# [Your objective]
Please filter the entries for the word "kitchen" and copy every line that has it.

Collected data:

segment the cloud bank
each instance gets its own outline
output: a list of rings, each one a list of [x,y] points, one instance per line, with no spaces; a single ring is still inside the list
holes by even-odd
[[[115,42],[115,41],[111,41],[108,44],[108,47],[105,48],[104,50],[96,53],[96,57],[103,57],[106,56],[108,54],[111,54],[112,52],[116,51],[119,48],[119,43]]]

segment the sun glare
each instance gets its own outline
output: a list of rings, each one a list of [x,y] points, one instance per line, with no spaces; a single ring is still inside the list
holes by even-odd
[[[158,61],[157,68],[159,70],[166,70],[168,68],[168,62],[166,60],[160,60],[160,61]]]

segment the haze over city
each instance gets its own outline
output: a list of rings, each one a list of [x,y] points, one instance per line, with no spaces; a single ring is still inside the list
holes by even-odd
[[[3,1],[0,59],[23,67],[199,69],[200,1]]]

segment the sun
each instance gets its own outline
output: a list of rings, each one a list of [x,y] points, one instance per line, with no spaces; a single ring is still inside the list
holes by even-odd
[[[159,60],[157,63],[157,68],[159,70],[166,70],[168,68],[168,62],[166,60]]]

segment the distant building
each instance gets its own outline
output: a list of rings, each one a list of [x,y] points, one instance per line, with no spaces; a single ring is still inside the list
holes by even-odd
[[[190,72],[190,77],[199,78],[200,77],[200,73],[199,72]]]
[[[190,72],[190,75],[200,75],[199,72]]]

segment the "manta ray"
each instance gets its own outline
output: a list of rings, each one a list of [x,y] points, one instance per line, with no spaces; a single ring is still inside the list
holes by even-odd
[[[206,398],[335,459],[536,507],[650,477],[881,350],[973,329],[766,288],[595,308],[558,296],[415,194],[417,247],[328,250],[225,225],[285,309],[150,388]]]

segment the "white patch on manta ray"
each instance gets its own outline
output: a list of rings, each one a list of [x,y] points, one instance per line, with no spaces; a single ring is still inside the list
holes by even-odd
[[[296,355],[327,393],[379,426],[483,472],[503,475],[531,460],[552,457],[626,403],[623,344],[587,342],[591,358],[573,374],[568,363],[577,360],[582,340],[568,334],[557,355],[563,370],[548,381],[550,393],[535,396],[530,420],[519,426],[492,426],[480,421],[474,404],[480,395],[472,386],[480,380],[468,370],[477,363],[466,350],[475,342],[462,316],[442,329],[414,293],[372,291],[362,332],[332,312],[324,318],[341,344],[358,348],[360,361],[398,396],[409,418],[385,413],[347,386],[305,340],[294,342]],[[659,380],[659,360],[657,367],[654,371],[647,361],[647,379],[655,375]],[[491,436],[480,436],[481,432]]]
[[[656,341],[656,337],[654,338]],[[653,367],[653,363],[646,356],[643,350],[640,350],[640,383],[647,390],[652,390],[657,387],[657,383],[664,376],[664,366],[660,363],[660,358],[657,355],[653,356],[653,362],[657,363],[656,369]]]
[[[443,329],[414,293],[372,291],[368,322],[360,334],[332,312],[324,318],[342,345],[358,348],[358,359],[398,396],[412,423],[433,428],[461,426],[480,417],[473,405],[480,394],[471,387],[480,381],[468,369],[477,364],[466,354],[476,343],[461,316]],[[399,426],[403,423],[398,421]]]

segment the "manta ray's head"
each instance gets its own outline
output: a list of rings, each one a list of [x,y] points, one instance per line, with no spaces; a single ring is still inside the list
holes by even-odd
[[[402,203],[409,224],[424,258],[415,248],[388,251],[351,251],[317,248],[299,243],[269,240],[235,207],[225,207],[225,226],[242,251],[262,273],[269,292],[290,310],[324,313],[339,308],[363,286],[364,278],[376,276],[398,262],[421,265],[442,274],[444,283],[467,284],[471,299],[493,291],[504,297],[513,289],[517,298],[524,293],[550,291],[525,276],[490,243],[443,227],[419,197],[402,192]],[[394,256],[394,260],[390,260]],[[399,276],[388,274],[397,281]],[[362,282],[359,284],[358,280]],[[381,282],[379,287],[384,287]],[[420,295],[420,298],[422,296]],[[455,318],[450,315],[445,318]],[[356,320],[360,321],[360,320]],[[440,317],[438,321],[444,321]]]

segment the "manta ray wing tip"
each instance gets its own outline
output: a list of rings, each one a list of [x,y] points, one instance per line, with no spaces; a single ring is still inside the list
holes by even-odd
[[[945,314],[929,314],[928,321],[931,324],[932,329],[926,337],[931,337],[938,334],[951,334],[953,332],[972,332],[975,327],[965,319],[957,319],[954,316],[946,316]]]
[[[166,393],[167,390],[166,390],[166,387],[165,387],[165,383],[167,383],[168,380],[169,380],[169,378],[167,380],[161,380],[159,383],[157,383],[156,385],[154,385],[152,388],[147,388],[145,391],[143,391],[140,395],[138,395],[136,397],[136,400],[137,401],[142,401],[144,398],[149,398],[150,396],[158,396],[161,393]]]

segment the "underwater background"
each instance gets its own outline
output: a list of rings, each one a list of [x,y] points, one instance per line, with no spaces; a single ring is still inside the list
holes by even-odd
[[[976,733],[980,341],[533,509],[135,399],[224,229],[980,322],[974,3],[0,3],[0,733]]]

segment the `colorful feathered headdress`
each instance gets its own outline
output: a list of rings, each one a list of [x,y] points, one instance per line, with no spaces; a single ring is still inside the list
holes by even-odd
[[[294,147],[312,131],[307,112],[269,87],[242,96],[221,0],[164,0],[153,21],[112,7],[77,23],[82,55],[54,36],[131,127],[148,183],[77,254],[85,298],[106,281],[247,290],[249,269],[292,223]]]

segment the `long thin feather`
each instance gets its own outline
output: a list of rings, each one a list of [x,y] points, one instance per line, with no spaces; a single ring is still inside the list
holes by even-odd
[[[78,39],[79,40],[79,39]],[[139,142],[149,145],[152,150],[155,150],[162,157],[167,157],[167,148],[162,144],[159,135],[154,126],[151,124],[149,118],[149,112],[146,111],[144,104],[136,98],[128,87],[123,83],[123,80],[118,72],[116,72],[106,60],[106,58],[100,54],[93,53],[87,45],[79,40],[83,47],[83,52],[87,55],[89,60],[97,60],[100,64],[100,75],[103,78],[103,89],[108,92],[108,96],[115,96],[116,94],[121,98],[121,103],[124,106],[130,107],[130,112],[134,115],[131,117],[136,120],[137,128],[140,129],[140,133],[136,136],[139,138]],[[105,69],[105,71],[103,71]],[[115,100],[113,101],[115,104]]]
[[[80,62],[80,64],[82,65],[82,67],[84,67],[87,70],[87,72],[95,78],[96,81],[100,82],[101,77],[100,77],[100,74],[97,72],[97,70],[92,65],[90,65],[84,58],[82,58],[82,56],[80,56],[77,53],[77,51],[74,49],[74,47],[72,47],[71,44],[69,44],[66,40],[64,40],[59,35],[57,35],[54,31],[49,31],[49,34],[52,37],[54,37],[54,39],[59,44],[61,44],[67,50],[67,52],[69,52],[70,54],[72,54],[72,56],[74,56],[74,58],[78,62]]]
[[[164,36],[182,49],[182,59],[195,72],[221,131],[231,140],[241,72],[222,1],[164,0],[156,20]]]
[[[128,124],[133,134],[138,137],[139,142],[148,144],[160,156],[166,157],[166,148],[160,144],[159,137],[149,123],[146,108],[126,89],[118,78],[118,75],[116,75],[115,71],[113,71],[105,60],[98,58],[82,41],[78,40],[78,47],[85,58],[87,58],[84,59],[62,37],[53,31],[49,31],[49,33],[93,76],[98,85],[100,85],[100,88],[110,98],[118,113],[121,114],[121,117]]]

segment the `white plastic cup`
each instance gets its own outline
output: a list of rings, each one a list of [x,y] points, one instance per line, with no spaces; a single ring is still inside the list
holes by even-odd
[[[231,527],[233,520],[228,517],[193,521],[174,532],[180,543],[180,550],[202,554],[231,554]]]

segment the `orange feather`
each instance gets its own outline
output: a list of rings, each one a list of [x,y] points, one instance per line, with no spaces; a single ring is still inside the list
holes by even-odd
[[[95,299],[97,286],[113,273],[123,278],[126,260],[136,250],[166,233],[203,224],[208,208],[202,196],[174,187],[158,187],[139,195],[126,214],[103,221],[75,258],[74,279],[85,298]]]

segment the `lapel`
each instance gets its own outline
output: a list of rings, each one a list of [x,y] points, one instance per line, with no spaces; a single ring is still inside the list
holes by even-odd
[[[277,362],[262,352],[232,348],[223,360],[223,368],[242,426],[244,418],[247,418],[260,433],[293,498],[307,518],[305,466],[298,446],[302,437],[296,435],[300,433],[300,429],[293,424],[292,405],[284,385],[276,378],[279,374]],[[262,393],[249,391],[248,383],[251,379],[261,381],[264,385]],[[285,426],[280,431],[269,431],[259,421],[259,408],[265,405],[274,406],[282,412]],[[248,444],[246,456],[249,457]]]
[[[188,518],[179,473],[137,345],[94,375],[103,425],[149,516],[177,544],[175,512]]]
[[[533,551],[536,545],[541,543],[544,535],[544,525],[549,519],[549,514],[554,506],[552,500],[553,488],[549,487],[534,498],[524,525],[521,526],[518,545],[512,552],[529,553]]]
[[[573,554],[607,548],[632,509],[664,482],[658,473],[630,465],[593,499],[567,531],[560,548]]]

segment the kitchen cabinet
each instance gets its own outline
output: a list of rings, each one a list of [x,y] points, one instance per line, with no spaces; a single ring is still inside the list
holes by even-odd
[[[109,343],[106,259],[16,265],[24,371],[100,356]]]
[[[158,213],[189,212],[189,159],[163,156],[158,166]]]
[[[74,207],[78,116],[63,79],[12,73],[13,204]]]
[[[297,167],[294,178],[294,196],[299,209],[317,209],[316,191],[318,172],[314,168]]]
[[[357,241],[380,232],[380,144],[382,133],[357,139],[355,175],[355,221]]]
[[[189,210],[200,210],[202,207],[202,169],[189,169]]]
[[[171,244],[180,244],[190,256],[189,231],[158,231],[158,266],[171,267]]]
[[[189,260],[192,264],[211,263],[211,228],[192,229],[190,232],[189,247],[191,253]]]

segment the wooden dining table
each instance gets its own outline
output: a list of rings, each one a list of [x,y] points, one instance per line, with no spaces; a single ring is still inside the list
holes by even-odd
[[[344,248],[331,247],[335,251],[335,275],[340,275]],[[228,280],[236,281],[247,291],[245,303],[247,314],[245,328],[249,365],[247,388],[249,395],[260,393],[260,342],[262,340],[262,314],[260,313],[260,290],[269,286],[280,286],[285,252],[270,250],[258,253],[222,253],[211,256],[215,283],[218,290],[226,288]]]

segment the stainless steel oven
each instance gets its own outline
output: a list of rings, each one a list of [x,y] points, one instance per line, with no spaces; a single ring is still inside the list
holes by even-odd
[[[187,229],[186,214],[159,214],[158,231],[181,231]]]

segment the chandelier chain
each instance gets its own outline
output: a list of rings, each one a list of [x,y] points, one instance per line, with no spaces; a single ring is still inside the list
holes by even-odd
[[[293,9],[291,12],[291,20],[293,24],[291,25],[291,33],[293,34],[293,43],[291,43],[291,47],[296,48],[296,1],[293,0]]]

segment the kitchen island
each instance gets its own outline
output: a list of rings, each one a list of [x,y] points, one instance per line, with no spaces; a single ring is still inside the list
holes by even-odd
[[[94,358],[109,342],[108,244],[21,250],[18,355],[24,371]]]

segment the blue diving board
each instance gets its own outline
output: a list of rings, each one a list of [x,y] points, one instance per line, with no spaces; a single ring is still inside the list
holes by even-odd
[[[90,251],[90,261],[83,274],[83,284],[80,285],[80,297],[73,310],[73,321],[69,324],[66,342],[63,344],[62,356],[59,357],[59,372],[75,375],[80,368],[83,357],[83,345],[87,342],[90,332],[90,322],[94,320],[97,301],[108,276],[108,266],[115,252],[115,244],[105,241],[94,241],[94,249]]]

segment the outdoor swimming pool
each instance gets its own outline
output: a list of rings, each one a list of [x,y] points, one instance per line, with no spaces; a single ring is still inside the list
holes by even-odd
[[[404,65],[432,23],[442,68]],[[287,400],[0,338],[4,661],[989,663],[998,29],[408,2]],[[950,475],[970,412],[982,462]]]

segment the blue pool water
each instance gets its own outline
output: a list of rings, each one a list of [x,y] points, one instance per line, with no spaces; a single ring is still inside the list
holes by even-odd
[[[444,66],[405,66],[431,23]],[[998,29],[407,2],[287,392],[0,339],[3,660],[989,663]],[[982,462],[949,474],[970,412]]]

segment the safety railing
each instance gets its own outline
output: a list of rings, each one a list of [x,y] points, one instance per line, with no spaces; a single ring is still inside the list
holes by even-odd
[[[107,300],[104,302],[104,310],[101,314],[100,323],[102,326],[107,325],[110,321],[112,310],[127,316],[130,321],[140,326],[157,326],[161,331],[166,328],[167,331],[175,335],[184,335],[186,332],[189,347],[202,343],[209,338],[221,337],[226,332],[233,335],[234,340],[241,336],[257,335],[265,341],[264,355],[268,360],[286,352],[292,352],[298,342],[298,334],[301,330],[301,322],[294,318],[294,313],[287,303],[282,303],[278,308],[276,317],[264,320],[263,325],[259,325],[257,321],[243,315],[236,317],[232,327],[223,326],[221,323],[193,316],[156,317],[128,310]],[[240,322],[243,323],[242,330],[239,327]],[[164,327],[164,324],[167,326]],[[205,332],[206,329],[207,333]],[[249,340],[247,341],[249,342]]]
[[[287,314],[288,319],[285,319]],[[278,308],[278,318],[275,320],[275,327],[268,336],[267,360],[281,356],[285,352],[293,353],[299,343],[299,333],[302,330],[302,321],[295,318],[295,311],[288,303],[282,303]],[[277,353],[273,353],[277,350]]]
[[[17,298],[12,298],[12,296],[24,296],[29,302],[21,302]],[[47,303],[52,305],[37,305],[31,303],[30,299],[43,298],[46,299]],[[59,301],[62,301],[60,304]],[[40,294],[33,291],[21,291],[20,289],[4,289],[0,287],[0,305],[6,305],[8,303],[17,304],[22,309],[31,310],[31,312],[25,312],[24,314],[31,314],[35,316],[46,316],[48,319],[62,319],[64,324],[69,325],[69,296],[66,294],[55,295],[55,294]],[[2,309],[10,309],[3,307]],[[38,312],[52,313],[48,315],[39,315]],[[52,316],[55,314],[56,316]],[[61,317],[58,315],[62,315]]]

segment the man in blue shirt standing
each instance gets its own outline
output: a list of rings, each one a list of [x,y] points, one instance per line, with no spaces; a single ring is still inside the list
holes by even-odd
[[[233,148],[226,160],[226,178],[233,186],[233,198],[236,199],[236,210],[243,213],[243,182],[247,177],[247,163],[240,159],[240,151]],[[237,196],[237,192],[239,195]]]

# [Written solution]
segment the kitchen cabinet
segment the kitchen island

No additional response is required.